Items listed in a dataset
----------------------------------------
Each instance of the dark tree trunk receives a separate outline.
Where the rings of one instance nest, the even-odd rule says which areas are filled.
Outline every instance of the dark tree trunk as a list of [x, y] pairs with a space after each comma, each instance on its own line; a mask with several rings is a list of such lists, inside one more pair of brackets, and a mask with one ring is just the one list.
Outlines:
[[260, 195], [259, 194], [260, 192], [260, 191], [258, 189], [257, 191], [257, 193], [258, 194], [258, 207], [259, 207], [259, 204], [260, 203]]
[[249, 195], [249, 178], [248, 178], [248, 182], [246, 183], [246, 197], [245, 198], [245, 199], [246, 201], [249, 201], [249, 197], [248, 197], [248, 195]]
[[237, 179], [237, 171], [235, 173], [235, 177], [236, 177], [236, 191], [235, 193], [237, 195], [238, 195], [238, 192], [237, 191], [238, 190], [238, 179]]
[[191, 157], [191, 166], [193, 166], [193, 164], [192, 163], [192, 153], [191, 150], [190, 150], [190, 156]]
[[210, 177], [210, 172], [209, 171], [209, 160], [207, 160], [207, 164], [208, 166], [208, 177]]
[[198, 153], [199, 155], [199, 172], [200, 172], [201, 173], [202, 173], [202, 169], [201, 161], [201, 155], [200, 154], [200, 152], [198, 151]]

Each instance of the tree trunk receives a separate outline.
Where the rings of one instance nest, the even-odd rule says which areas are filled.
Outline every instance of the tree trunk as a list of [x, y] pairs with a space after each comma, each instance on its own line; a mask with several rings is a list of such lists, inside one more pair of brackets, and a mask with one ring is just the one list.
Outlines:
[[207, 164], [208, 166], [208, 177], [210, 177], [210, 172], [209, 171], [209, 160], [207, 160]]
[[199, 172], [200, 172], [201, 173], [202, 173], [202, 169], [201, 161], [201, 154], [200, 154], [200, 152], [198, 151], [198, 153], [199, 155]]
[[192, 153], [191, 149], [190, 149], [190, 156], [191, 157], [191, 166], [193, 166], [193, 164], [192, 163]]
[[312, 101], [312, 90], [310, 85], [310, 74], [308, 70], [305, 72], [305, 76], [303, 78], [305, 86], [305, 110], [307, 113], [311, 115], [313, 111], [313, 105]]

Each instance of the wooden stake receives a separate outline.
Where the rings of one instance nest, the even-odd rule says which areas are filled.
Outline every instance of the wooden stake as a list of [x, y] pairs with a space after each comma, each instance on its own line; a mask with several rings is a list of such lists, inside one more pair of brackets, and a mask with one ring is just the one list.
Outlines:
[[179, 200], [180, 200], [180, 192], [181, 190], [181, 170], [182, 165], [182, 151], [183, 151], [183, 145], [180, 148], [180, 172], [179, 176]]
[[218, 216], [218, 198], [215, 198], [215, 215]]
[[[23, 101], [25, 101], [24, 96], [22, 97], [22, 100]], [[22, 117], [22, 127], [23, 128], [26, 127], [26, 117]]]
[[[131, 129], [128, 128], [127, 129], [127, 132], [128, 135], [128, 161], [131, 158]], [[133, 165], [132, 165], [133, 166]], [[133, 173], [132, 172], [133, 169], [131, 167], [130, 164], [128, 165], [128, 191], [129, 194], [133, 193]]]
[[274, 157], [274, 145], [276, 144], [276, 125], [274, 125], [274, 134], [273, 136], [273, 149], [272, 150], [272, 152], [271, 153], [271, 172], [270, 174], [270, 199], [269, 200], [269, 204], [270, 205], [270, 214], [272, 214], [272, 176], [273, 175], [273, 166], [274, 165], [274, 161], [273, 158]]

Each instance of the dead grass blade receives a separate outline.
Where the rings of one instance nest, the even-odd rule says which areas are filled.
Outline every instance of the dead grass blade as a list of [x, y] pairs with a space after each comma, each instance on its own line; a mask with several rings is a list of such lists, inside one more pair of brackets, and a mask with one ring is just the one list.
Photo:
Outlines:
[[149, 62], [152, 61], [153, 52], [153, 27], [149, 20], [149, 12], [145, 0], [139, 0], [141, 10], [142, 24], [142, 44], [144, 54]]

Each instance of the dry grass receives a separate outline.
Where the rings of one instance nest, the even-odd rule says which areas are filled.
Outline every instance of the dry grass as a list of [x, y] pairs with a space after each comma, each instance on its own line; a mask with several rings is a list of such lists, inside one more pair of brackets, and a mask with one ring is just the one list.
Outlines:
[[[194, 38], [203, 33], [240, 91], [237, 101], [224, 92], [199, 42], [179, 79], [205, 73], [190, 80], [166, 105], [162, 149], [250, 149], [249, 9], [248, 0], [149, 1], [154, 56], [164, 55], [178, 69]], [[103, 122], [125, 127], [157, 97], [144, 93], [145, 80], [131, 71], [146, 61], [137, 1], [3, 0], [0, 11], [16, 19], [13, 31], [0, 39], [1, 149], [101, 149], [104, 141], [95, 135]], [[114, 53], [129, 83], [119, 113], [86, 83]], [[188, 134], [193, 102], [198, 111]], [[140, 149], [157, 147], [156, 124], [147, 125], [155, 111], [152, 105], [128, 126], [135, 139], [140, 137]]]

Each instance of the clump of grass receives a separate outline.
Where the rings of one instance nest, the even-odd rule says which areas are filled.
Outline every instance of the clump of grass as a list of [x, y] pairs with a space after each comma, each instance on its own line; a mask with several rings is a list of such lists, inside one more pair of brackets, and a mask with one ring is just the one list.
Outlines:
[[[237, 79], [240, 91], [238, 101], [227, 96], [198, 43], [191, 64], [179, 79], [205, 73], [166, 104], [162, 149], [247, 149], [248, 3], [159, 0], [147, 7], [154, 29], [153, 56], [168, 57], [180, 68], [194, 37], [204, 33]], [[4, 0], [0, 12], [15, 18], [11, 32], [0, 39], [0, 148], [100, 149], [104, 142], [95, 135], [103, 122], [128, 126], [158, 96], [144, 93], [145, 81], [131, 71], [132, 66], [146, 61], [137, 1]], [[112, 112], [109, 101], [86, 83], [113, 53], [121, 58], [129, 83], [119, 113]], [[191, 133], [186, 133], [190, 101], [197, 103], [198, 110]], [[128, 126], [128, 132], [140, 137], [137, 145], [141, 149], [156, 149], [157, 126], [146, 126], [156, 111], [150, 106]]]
----------------------------------------
■ Requirement
Please copy out everything from the start of the data down to the line containing "197], [248, 195]]", both ends included, keeping every line in full but increasing each coordinate in the outlines by 45.

■ Reply
Each instance of the dark tree trunk receives a separate outline.
Where the rings of one instance nest, the even-odd rule says which areas are filled.
Outline every instance of the dark tree trunk as a list of [x, y] pairs with a space after each comma, each instance on its own line; a mask with several rings is a list of such lists, inside one more pair of brackets, and a mask with one ring is just the one list.
Outlines:
[[305, 240], [304, 239], [305, 237], [305, 236], [303, 234], [302, 236], [302, 238], [303, 239], [303, 252], [304, 252], [304, 249], [305, 248]]
[[294, 240], [294, 223], [293, 223], [293, 227], [291, 228], [291, 242], [290, 243], [290, 244], [291, 246], [294, 246], [294, 242], [293, 242], [293, 240]]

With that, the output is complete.